* **Excerpted passage**:
All benefits and/or payments under this Plan shall be net of an amount sufficient to satisfy any federal, state or local withholding tax requirements and, if applicable, employment taxes (e.g., FICA).
IX. RIGHT TO MODIFY
The Company reserves the right to change this Plan in its discretion by action of the People and Compensation Committee or its delegate, or to discontinue this Plan in its discretion by action of the Board of Directors: provided, however, that following a Change in Control (as defined in the Company’s Equity and Incentive Plan) no such amendment or termination may adversely affect any benefits accrued under the Plan prior to the termination or adoption of the amendment (including without limitation, any terms, conditions or distribution alternatives applicable to such accrued benefits). In addition, for a period of two (2) years following a Change in Control, the Company shall not terminate the Plan in whole or in part or make any amendment to the Plan which in any way adversely affects or limits the terms and conditions or benefits that are available pursuant to the Plan immediately prior to the Change in Control.
If any provision of this Plan is or in the future becomes contrary to any applicable law, rule, regulation or order issued by competent government authority, the Company reserves the sole right to amend or discontinue this Plan in its discretion without notice.
X. NONASSIGNMENT
Except to the extent required by applicable law, no assignment or alienation of the rights and interests under this Plan will be permitted or recognized under any circumstances, nor shall such rights and interests be subject to attachment or other legal processes for debt.
XI. CLAIMS AND APPEALS PROCEDURES
The Plan Administrator shall approve or wholly or partially deny all claims for benefits under the Plan within a reasonable period of time after all required documentation has been furnished to the Plan Administrator.
If a claim is wholly or partially denied, the Plan Administrator shall provide the claimant with written notice setting forth the specific reasons for the denial, making reference to the pertinent provisions of the Plan or the Plan documents on which the denial is based; describe any additional material or information that should be received before the claim may be acted upon favorably, and explain why such material or information, if any, is needed; and inform the person making the claim of his or her right pursuant to this Section to request review of the decision by the Plan Administrator.
A claimant shall have the right to request a review of the decision denying the claim. Such request must be made by filing a written application for review with the Plan Administrator no later than sixty (60) days after receipt by the claimant of written notice of the denial of his or her claim. The claimant may review pertinent Plan documents and shall submit such written comments and other information which he or she wishes the Plan Administrator to consider in connection with his or her claim.

Dataset items
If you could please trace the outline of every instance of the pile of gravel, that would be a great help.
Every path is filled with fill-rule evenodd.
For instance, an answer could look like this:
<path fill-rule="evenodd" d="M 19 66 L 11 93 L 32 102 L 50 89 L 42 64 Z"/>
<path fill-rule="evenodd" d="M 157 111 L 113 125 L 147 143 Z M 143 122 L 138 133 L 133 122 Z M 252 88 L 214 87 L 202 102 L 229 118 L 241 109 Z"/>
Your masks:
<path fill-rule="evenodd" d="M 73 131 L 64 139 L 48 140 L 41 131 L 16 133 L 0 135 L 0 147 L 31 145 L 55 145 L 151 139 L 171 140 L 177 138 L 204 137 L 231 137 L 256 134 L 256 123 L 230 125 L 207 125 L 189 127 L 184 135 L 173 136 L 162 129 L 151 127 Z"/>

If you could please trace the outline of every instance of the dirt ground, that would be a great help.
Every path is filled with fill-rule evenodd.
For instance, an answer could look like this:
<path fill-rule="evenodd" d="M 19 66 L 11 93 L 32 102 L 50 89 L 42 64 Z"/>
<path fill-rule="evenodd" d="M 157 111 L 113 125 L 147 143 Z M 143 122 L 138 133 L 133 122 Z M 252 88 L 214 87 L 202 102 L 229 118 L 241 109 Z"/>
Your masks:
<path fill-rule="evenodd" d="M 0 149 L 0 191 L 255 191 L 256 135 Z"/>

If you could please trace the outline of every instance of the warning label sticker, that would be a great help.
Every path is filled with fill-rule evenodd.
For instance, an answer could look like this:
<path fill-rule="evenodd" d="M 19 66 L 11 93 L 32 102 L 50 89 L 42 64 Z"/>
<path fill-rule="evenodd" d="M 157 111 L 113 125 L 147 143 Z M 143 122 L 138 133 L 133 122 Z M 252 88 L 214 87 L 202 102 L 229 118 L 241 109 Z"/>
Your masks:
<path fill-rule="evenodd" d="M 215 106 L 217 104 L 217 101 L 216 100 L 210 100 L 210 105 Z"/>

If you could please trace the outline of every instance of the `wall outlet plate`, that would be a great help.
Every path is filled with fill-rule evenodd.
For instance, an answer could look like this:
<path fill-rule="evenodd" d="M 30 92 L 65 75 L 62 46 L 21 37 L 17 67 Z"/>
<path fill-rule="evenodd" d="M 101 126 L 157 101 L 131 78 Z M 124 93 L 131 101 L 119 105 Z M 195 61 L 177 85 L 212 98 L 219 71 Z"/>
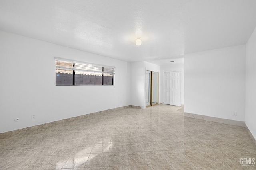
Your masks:
<path fill-rule="evenodd" d="M 236 116 L 236 112 L 233 112 L 232 113 L 232 115 L 233 116 Z"/>

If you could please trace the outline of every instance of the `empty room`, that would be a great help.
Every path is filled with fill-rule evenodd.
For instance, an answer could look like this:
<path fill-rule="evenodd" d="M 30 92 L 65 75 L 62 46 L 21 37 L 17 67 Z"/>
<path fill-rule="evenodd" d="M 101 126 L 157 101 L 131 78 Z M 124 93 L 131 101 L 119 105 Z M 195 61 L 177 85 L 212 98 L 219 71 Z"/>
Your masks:
<path fill-rule="evenodd" d="M 256 1 L 0 0 L 0 170 L 256 169 Z"/>

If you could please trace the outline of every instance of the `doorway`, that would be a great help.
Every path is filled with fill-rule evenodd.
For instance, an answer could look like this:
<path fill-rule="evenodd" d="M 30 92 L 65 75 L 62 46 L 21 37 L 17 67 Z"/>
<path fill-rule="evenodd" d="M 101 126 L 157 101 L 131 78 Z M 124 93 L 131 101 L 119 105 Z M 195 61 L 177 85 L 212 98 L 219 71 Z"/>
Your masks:
<path fill-rule="evenodd" d="M 164 73 L 164 104 L 181 106 L 181 71 Z"/>
<path fill-rule="evenodd" d="M 146 70 L 145 102 L 146 107 L 158 104 L 158 73 Z"/>

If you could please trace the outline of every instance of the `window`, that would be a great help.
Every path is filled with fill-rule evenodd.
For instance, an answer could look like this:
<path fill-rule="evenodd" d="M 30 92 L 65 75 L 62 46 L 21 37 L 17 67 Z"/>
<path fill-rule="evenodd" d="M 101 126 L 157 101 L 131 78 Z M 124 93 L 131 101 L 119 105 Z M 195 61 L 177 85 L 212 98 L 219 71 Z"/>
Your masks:
<path fill-rule="evenodd" d="M 56 86 L 114 85 L 115 67 L 55 57 Z"/>

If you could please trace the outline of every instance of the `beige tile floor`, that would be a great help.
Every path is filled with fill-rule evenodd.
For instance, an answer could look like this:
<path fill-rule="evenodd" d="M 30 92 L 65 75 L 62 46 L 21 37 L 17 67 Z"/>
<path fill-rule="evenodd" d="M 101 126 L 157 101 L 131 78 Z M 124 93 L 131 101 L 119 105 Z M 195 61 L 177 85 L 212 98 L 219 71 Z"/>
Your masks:
<path fill-rule="evenodd" d="M 256 169 L 244 127 L 184 117 L 182 108 L 128 108 L 0 139 L 1 170 Z M 72 169 L 73 168 L 73 169 Z"/>

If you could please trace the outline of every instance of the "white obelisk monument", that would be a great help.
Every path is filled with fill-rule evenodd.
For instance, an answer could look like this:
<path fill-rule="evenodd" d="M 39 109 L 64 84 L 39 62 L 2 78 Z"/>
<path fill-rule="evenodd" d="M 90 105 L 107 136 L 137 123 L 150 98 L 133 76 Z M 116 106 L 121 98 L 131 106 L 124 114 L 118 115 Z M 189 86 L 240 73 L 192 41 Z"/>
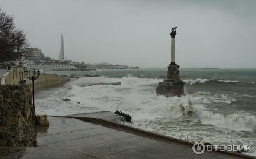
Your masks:
<path fill-rule="evenodd" d="M 61 50 L 60 51 L 60 55 L 59 55 L 59 60 L 60 61 L 64 61 L 64 44 L 63 43 L 63 36 L 61 34 Z"/>

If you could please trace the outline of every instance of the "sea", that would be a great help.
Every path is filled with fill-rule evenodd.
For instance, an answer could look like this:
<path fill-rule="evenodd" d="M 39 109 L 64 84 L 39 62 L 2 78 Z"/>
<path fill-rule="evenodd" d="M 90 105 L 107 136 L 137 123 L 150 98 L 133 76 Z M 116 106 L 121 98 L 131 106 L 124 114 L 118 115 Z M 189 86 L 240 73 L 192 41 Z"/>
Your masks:
<path fill-rule="evenodd" d="M 166 77 L 167 68 L 98 70 L 84 74 L 104 76 L 106 82 L 121 85 L 52 88 L 35 99 L 36 112 L 64 115 L 119 110 L 131 115 L 133 123 L 125 124 L 133 127 L 178 139 L 187 134 L 191 142 L 251 145 L 256 150 L 256 68 L 180 68 L 186 95 L 169 98 L 155 92 Z M 83 71 L 73 74 L 82 77 Z M 36 98 L 40 91 L 36 91 Z M 255 151 L 245 153 L 256 156 Z"/>

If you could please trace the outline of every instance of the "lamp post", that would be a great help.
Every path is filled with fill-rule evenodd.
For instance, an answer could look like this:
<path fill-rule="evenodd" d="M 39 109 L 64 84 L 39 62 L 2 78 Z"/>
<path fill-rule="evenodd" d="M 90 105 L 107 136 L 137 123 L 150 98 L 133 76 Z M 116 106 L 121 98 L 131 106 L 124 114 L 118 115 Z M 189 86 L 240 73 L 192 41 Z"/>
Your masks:
<path fill-rule="evenodd" d="M 28 71 L 26 69 L 24 73 L 25 73 L 25 75 L 26 75 L 26 77 L 27 78 L 32 80 L 32 94 L 33 95 L 33 108 L 34 109 L 34 111 L 35 113 L 35 92 L 34 91 L 34 80 L 37 79 L 39 77 L 39 75 L 40 75 L 40 71 L 39 70 L 38 70 L 37 71 L 35 71 L 35 70 L 34 70 L 32 71 L 33 72 L 33 74 L 32 76 L 28 77 Z M 36 116 L 35 116 L 35 123 L 36 124 Z"/>
<path fill-rule="evenodd" d="M 71 68 L 71 78 L 73 78 L 73 68 Z"/>
<path fill-rule="evenodd" d="M 43 63 L 42 65 L 43 65 L 43 74 L 44 74 L 44 63 Z"/>

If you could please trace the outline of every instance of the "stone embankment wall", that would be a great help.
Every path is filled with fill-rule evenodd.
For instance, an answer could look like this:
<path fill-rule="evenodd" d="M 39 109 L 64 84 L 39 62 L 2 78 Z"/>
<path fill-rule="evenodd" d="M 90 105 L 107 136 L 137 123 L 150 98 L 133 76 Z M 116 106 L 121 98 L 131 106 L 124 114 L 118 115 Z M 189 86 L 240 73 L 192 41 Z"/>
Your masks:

* **Short task 1**:
Answer these questions about the plan excerpt, one per line:
(a) Whose action is needed to discontinue the Plan?
(b) For how many years after a Change in Control may the Company not terminate the Plan in whole or in part?
(c) Within how many days after receiving written notice of a denial must a claimant file a written application for review?
* **Short task 2**: Copy everything in the records from the first line down to the line containing "73 131 L 64", with both ends included. Shift every coordinate in the answer paths by -11, and leave the requests and their sample paths unchanged.
The text and the records come from separate, unrelated sources.

* **Written answer 1**:
(a) The Board of Directors
(b) Two (2) years
(c) Sixty (60) days

* **Written answer 2**:
If you could please trace the outline of every instance of the pile of gravel, that would be a great help.
Every path is filled with fill-rule evenodd.
For instance, an answer could look like this:
<path fill-rule="evenodd" d="M 19 66 L 11 93 L 32 102 L 50 89 L 42 64 Z"/>
<path fill-rule="evenodd" d="M 157 111 L 113 125 L 147 143 Z M 143 122 L 138 133 L 133 122 Z M 252 88 L 214 87 L 202 102 L 229 118 L 241 109 Z"/>
Your masks:
<path fill-rule="evenodd" d="M 62 120 L 53 128 L 37 129 L 30 120 L 5 122 L -11 124 L -11 136 L 20 134 L 44 134 L 140 128 L 160 129 L 166 127 L 193 126 L 220 126 L 245 123 L 245 112 L 219 114 L 196 114 L 178 116 L 173 124 L 162 125 L 151 118 L 140 116 Z"/>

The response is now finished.